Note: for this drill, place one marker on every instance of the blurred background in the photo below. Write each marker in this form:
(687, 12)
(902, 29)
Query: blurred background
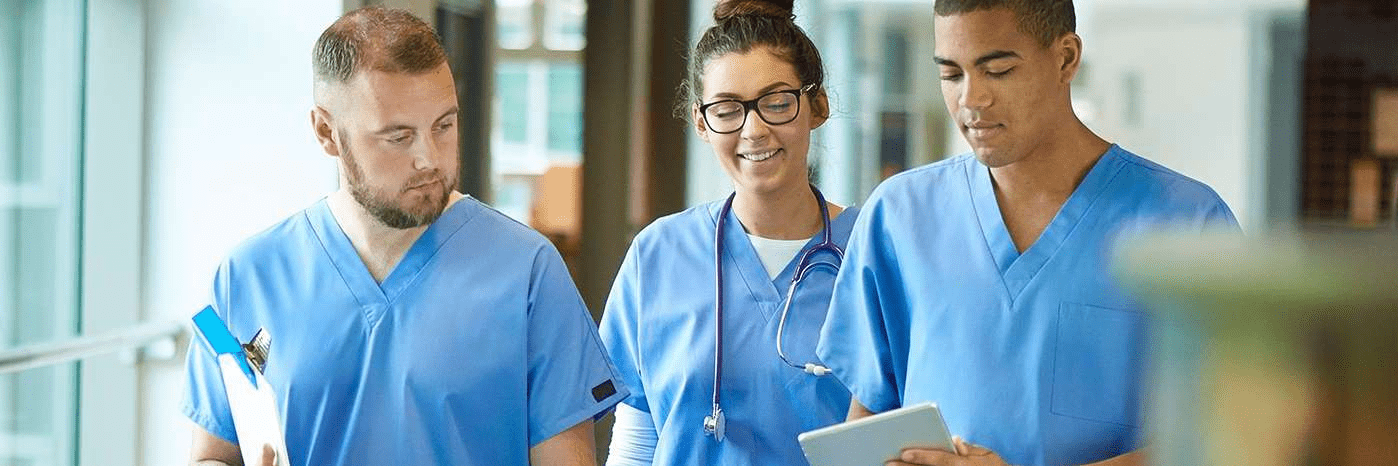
(140, 140)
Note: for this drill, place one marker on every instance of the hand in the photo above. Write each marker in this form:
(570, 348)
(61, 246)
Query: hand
(966, 455)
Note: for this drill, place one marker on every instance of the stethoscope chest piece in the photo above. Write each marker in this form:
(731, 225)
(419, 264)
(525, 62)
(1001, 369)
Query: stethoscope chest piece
(713, 424)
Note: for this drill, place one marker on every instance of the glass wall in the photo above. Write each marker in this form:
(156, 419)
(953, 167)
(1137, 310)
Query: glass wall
(1197, 86)
(41, 67)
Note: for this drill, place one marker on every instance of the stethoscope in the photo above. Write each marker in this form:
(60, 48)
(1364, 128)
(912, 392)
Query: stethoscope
(713, 424)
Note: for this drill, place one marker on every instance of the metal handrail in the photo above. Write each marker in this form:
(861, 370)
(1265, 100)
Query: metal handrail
(55, 353)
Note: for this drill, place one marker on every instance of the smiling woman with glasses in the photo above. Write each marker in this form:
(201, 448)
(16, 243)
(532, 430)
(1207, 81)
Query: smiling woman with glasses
(776, 108)
(716, 311)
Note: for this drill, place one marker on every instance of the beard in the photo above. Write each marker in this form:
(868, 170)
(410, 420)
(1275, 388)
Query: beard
(425, 203)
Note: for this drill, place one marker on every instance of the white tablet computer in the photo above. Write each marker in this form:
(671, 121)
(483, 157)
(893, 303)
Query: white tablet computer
(877, 438)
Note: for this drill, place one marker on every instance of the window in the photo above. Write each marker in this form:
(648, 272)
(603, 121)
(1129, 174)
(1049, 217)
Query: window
(537, 139)
(41, 91)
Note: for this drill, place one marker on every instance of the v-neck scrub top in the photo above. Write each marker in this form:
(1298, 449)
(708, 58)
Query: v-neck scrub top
(476, 347)
(1036, 356)
(659, 328)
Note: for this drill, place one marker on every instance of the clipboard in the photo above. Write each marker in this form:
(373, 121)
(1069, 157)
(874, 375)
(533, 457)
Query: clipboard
(877, 438)
(250, 398)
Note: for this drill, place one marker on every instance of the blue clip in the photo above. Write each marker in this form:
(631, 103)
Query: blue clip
(221, 342)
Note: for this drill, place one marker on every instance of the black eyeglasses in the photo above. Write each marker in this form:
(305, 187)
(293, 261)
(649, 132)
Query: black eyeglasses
(775, 108)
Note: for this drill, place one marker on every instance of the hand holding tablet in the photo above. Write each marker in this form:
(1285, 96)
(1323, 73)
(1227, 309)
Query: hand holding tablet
(878, 438)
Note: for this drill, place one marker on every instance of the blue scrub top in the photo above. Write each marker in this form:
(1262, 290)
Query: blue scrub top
(659, 330)
(471, 350)
(1036, 356)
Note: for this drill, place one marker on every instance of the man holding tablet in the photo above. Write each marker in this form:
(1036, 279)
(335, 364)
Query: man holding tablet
(980, 281)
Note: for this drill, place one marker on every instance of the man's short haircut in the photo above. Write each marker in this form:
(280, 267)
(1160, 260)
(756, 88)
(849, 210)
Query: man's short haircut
(1043, 20)
(376, 39)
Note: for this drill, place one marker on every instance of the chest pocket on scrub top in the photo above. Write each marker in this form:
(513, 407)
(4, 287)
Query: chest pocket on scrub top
(1098, 364)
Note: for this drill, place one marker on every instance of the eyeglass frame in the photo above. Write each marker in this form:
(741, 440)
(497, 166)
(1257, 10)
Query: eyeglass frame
(751, 105)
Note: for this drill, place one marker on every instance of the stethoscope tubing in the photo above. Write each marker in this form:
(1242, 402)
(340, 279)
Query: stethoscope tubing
(804, 267)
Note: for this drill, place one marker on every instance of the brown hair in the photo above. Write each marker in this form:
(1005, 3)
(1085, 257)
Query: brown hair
(379, 39)
(741, 25)
(1043, 20)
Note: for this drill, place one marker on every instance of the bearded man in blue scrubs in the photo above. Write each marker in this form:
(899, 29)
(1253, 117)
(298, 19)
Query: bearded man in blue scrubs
(982, 283)
(410, 323)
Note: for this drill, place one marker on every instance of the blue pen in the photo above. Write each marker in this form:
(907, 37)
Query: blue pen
(220, 340)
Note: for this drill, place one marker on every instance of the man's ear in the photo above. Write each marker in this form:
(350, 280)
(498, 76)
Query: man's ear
(1070, 52)
(701, 128)
(325, 130)
(819, 108)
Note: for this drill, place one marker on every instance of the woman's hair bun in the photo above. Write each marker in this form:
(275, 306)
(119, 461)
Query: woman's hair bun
(776, 9)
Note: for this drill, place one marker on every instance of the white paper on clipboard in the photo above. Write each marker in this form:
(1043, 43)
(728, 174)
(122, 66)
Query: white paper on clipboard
(250, 398)
(255, 413)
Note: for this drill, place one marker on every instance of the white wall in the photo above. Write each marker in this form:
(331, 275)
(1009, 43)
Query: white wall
(229, 151)
(1184, 87)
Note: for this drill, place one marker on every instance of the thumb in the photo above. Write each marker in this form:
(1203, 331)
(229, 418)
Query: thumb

### [Description of the task]
Would you restate the listing word for word without its pictures?

### [Your solution]
Note: for this drill, place one marker on every instance of the blurred background in the photo below. Write each marker in this form:
(687, 12)
(902, 29)
Query: blurred background
(140, 140)
Note: for this drill, place one marker on every instance of the hand in the photo above. Write each marker in this form:
(570, 348)
(61, 246)
Query: hand
(966, 455)
Note: for this drill, place one marker on every instance of the stethoscope chest piece in the photo above. Write each marker in this form:
(731, 225)
(419, 264)
(525, 62)
(1001, 369)
Query: stethoscope chest piece
(713, 424)
Note: for this drill, place one marker on every instance of the glass wall in the photo above. Write each marker in this form:
(156, 419)
(953, 167)
(1137, 310)
Query: glass wall
(1197, 86)
(41, 67)
Note: for this drill, place one marker on every instance of the stethoscope in the photo above. Write each marker in this form:
(60, 48)
(1364, 128)
(912, 392)
Query: stethoscope
(713, 424)
Note: for this drill, place one marker on every instance of the metal handrail in the photo above. Write each marker in this form:
(861, 370)
(1265, 100)
Query: metal handrail
(55, 353)
Note: for this drill, place one marker on every instance of the smiling woman with glasses in the photo above. Write each marker in this form:
(201, 448)
(16, 243)
(532, 430)
(1207, 81)
Query: smiling woman with glasses
(776, 108)
(716, 311)
Note: for this drill, place one marker on every instance of the beard in the photo above. Write each marker in this form:
(868, 170)
(410, 420)
(1275, 388)
Query: beard
(425, 203)
Note: for this drill, place one marker on every instance of the white tablet computer in the photo above. Write each marker in this form:
(671, 121)
(483, 157)
(893, 303)
Query: white tablet computer
(877, 438)
Note: for this drill, place one marker on every instance of the window in the photo above. Write each marker in this form:
(648, 272)
(603, 121)
(1129, 174)
(1049, 217)
Query: window
(537, 139)
(41, 91)
Note: for this drill, place one marker on every instance of the v-neck scrub top in the photo above. Write each marker in this form:
(1298, 449)
(708, 58)
Query: v-neck scrub top
(476, 347)
(1036, 356)
(659, 328)
Note: for this drill, place one marker on every instance of the clipboard in the photo above. Write each marker in this form:
(373, 121)
(1069, 157)
(874, 375)
(533, 457)
Query: clipboard
(877, 438)
(250, 398)
Note: for this drill, place one marker on every instance of the blue clip in the photo above. Write each marker in this form:
(631, 103)
Query: blue clip
(221, 342)
Note: for this drill, place one marker on every instance of the black eyeglasses in the photo above. Write each marker in this form:
(305, 187)
(293, 261)
(649, 132)
Query: black eyeglasses
(775, 108)
Note: for this drill, place one marker on every instance of the hand holding tablet in the photo above. Write each marker in this form:
(1285, 96)
(1323, 73)
(1227, 309)
Query: hand holding tablet
(878, 438)
Note: for this drill, place one marker on every instance of the blue scrub top in the photo above. Write each marker in this form:
(1262, 290)
Query: blue scrub top
(659, 330)
(471, 350)
(1036, 356)
Note: for this drill, place one marker on every instance of the man holding tablet in the photo above. Write each marker in this form:
(1036, 279)
(335, 364)
Query: man holding tablet
(980, 281)
Note: for this drill, place one marker on every instance of the man's short haircut in the photo above. Write each marker in this form:
(280, 267)
(1160, 260)
(756, 88)
(849, 210)
Query: man's short haircut
(1043, 20)
(376, 39)
Note: for this drill, place one marker on every instance of the chest pocket on scrub top in the photo above. Write each marker in this form:
(513, 407)
(4, 287)
Query: chest pocket on scrub top
(1098, 364)
Note: for this drill, place one marker on every instance of the eyeglass frame in the photo above. Write each marker in this form:
(741, 440)
(497, 166)
(1257, 10)
Query: eyeglass frame
(751, 105)
Note: for this drill, place one marker on every instance of the stethoscope tubing in the photo above. Write each marker in this form:
(1242, 402)
(340, 279)
Query: stethoscope tubing
(804, 267)
Note: for this drill, place one marker on every instance of the brown hair in the photo above. Write each marker in this form:
(1005, 3)
(1085, 257)
Query: brown hair
(379, 39)
(741, 25)
(1043, 20)
Note: for this drill, place one marker on every instance of the bearded man in blue scrubs in the photo above. Write each marker in this form:
(899, 29)
(1253, 117)
(298, 19)
Query: bearded man in blue scrubs
(982, 283)
(410, 323)
Note: for this drill, place one marker on every instance of the blue pen in the photo above. Write each marker in this form:
(907, 37)
Query: blue pen
(220, 340)
Note: for this drill, place one marker on every instance of the man's ear in the photo above. Write each marker in this form:
(350, 280)
(498, 76)
Query: man's ear
(1070, 52)
(701, 128)
(325, 130)
(819, 108)
Note: for this drill, place one marker on every instance of the woman's hair bun in the photo above. Write each marker in this form:
(275, 306)
(119, 461)
Query: woman's hair bun
(776, 9)
Note: for this drill, place one marker on every instance of the white paper on clipboard in the photo above. Write each marker in this form:
(1043, 43)
(728, 174)
(122, 66)
Query: white paper on clipboard
(250, 398)
(255, 413)
Note: for this drill, place one marker on every instance of the white wall in the photo above. Write each marker in this form:
(331, 275)
(1009, 43)
Query: white wall
(229, 151)
(1184, 87)
Note: for this drill, place one marker on every instance of the thumb in the photo above. Write each marker in this form:
(1203, 331)
(229, 418)
Query: thumb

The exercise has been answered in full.